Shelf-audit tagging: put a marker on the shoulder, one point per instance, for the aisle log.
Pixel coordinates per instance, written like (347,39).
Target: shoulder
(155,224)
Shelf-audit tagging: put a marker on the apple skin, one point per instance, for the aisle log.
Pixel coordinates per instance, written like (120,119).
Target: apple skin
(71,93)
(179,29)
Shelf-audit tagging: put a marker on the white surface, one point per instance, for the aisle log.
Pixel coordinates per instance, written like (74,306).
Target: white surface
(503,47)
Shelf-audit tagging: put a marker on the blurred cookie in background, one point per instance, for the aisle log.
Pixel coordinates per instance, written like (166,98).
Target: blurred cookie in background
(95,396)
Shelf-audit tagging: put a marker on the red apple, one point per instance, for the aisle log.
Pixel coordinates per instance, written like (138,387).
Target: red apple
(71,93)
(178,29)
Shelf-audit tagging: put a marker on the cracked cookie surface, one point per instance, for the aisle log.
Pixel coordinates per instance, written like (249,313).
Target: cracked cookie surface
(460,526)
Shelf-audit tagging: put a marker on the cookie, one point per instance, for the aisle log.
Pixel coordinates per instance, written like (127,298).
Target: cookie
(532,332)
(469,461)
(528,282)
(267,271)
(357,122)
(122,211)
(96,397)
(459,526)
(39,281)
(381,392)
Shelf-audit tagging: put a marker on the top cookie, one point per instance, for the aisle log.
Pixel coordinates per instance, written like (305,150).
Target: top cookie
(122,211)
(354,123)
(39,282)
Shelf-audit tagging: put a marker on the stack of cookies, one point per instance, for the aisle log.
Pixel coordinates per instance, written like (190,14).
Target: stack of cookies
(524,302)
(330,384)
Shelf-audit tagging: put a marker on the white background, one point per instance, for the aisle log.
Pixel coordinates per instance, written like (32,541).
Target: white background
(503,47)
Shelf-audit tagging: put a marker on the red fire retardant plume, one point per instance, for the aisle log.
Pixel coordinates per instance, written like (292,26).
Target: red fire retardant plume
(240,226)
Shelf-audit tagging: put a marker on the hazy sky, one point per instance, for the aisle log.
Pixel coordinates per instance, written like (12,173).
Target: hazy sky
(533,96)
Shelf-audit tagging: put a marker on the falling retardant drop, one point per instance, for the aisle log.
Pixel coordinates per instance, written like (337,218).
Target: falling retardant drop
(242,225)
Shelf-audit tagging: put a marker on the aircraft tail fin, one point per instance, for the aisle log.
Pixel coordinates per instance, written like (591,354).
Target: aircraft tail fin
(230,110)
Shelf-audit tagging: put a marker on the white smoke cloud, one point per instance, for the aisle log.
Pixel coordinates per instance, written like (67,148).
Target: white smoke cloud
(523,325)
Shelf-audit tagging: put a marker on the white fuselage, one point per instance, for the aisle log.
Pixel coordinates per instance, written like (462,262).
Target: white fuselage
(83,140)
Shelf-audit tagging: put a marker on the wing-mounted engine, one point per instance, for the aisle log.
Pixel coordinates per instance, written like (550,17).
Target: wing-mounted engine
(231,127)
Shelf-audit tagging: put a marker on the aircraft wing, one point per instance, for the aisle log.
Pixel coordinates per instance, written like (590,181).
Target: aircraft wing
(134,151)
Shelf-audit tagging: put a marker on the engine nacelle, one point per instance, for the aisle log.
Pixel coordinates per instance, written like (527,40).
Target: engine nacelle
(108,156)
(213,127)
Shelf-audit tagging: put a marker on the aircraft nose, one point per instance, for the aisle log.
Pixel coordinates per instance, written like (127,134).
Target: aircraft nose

## The task
Each line of the listing that contains the word "nose" must be counted. Give only the resulting figure.

## Answer section
2